» EXERCISE DIRECTIONS
For the word "wall", report how many lines of the records below contain it, and nothing more.

BEGIN THE DATA

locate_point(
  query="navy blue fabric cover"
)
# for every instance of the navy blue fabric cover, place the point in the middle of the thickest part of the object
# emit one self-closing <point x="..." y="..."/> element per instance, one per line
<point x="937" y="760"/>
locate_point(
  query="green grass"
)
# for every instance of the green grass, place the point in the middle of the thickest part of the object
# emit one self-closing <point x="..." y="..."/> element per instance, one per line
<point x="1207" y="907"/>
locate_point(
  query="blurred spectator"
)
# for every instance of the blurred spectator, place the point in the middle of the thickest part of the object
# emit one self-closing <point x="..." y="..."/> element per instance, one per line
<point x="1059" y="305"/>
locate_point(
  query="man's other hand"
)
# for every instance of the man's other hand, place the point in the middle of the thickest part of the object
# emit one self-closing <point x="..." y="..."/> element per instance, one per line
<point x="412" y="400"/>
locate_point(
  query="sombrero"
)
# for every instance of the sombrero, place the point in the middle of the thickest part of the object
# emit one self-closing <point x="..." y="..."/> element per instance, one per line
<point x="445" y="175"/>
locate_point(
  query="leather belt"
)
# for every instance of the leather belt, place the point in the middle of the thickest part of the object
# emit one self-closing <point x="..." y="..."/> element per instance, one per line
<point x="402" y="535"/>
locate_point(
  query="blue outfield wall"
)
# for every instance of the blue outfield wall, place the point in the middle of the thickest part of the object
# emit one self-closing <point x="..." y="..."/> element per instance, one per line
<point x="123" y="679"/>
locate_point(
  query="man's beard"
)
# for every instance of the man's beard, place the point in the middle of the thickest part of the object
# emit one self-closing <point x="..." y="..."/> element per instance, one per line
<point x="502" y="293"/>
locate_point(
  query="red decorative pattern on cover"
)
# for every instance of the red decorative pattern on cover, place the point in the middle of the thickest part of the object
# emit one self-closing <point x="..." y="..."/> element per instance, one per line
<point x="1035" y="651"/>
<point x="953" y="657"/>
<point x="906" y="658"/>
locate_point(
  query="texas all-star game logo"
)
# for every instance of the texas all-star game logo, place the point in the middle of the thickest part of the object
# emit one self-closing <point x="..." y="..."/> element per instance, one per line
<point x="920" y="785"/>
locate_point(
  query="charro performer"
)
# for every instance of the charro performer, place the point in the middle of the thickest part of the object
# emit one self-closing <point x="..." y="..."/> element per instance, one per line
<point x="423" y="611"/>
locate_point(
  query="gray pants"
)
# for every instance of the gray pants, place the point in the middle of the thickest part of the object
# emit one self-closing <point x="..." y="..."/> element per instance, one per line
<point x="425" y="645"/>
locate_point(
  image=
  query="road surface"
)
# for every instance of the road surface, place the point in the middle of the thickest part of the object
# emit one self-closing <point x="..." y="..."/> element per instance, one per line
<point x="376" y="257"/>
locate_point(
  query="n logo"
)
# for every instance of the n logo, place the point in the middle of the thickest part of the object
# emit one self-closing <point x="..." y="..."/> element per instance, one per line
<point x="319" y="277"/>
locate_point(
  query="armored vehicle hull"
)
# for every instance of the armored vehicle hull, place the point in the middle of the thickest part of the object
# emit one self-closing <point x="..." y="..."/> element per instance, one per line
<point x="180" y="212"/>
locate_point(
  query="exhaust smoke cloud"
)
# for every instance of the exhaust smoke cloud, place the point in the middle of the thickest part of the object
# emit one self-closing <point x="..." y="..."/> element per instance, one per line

END THE DATA

» ANSWER SECTION
2